What you need to do: Reproduce verbatim the lines of the records below, starting at the line that contains "like x=290, y=469." and ending at the last line of the records, including both ends.

--------------------------------------------------

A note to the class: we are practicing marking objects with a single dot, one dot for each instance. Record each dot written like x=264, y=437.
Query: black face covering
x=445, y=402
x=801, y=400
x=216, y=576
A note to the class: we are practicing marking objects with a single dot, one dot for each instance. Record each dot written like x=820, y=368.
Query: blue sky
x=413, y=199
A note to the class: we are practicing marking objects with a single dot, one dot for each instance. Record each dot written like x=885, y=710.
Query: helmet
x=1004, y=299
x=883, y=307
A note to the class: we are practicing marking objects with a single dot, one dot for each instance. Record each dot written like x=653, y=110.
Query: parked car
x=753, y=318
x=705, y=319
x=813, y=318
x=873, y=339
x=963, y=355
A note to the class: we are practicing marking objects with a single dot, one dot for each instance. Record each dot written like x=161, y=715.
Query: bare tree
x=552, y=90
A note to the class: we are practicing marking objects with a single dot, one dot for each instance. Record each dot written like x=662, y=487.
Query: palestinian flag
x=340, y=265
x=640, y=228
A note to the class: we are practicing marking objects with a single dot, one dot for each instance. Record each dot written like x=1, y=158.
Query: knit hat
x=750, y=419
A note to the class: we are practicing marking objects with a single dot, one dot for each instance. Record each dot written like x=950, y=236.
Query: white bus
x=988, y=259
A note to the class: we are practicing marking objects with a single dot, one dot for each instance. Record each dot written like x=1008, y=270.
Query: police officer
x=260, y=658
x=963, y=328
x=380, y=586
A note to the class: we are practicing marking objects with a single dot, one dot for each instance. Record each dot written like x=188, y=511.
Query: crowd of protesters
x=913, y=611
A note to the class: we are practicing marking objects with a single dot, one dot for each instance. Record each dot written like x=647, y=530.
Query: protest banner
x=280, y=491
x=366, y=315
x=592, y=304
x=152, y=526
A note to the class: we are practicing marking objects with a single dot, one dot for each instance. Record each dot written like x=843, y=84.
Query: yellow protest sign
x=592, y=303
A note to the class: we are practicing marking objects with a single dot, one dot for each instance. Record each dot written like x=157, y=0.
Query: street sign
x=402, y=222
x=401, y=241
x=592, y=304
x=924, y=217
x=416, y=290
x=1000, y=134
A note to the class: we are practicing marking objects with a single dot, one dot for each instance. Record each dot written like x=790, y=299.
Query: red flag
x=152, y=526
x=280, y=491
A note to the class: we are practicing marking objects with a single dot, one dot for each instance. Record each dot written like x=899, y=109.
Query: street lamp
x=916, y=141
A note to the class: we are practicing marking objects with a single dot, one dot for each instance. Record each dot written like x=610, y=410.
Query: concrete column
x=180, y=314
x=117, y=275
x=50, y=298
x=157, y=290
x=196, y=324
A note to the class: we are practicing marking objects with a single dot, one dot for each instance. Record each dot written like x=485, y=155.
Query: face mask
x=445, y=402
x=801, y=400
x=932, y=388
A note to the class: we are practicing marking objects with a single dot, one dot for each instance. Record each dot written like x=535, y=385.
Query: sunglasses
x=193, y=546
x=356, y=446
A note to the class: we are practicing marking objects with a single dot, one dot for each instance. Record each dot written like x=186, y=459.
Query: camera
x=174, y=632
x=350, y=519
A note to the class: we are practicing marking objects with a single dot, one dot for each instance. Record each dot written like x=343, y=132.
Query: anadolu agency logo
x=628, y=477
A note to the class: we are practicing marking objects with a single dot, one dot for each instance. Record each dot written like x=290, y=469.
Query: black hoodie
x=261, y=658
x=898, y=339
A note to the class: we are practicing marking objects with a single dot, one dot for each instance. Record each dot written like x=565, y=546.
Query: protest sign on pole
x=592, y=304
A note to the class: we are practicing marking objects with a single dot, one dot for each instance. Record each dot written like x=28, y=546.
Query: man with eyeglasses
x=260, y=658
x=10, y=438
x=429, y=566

--------------------------------------------------

Written reply:
A note to the class: we are practicing marking objects with a single dot, one dot for each instance. Record each dot written like x=290, y=469.
Query: black hoodie
x=261, y=658
x=898, y=339
A note to the class: we are practicing marking objects with a single dot, one dot for each instance. Record each dot written like x=565, y=546.
Query: protest sign on pole
x=592, y=304
A note to the class: we are practicing marking objects with a single dot, one dot for each instance. Record each dot written like x=28, y=546.
Query: man with eyeglasses
x=260, y=658
x=10, y=438
x=429, y=566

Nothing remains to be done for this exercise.